Work to be completed - Print every record exactly, with nothing added or left out.

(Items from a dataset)
+---+
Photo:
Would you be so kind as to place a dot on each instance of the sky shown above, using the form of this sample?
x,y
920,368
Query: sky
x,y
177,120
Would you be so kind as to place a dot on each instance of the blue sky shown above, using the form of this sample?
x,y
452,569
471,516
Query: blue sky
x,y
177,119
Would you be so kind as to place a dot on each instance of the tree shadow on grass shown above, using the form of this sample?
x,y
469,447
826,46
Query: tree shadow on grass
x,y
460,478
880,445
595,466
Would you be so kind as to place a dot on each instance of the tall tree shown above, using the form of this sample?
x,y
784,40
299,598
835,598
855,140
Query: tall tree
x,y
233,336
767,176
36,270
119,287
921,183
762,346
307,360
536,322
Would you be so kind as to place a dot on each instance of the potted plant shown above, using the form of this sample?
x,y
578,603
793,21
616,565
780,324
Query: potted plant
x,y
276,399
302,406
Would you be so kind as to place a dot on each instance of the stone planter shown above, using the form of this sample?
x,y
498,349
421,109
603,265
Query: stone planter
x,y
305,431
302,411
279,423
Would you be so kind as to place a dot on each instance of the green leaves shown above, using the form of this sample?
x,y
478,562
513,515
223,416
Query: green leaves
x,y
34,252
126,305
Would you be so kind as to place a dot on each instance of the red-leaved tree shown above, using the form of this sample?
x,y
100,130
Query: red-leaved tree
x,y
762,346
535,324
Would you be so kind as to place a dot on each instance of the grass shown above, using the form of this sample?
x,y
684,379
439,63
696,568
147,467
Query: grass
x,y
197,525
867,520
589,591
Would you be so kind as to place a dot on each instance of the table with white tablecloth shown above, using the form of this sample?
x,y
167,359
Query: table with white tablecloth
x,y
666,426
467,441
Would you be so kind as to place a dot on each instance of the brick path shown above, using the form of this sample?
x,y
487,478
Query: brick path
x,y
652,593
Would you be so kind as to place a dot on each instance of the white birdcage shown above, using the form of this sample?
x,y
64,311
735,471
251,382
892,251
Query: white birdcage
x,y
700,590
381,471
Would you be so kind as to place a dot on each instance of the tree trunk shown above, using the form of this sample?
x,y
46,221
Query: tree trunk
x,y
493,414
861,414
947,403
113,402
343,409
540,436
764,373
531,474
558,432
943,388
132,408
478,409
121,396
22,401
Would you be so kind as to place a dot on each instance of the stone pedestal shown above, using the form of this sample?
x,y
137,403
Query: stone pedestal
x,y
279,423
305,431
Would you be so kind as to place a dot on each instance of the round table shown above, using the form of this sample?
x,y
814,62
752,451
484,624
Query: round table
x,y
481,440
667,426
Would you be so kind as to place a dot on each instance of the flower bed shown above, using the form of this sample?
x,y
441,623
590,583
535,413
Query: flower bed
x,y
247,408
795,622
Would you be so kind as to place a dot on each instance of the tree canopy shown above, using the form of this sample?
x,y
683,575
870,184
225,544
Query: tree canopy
+---+
Result for this exercise -
Photo:
Would you be so kind as to place a dot on each instance of the sky shown above, using the form of this sample?
x,y
920,368
Query: sky
x,y
177,120
Would you be so kind as to place a dot on each instance of the blue sky shown above, using the form of this sample?
x,y
452,569
471,516
Query: blue sky
x,y
177,119
Would you be so kind as to place a dot on each instance of the tree shadow on grass shown above, using the form of this sample?
x,y
469,447
826,46
Query: tree shadow on grass
x,y
460,478
880,445
595,466
Would you be so kind as to place a dot on each instance of the tall tree shown above, using the form of this sample?
x,y
784,40
299,598
835,598
855,140
Query: tall tree
x,y
233,336
767,176
36,270
119,287
921,183
762,346
307,360
536,322
Would you be so kind as to place a dot on each instance of the potted plant shown above, using the form of this sample?
x,y
578,603
793,21
616,565
780,324
Query: potted plant
x,y
276,399
302,406
Would you be so kind as to place a dot on each instance of the stone planter shown above, using the form of this sample?
x,y
498,349
421,109
603,265
Query: stone planter
x,y
305,431
302,411
279,423
Would you be so kind as to place a dot on each instance of the green leaves shown above, using the form of this sample?
x,y
478,562
513,515
223,416
Query: green leaves
x,y
34,252
126,305
Would you be so kind as to place a dot on each instance of the red-leaved tree shown above, using the form of this sample?
x,y
100,130
Query: red-leaved tree
x,y
762,346
535,324
Would you be so kind as to place a dot on each instance of the grass shown above, using the form of this sample?
x,y
684,379
439,63
696,568
147,467
Query: grass
x,y
197,525
867,520
589,591
Would you be so kind as to place a dot on each instance of the table with white tablecloth shown above, using the form of this sample?
x,y
167,359
Query: table with white tablecloth
x,y
666,426
467,441
Would you be so kind as to place a dot on each instance of the brick path shown above, using the form of this sample?
x,y
487,478
Query: brick path
x,y
652,593
Would you be so kind as to place a dot on each instance of the white birdcage shown above, using the form of this sample?
x,y
64,311
735,471
251,382
892,251
Query: white birdcage
x,y
700,590
381,471
Would you be so kind as to place a dot on each instance of the tree trunk shown above, using the form of this sample?
x,y
46,221
Query: tree trunk
x,y
493,414
861,414
947,403
113,402
343,409
540,436
764,373
531,474
558,432
943,388
132,408
478,409
121,396
22,401
Would you be so kind as to place a dot on each instance of the stone pedestal shown above, using the form of this sample?
x,y
137,403
Query: stone pedestal
x,y
279,423
305,431
Would you be so kind as to place a dot on each instance of the round table shown above, using the form of this sample?
x,y
814,62
752,451
484,624
Query: round table
x,y
481,440
667,426
Would you be so kind as to place a dot on each instance of the flower bed shown above, using the form of this sample?
x,y
441,623
590,583
535,413
Query: flower bed
x,y
247,408
795,622
Would you be so kind as to place a dot on each instance of the tree canopy shown above, using the form of this sample?
x,y
683,575
870,184
225,544
Query: tree canopy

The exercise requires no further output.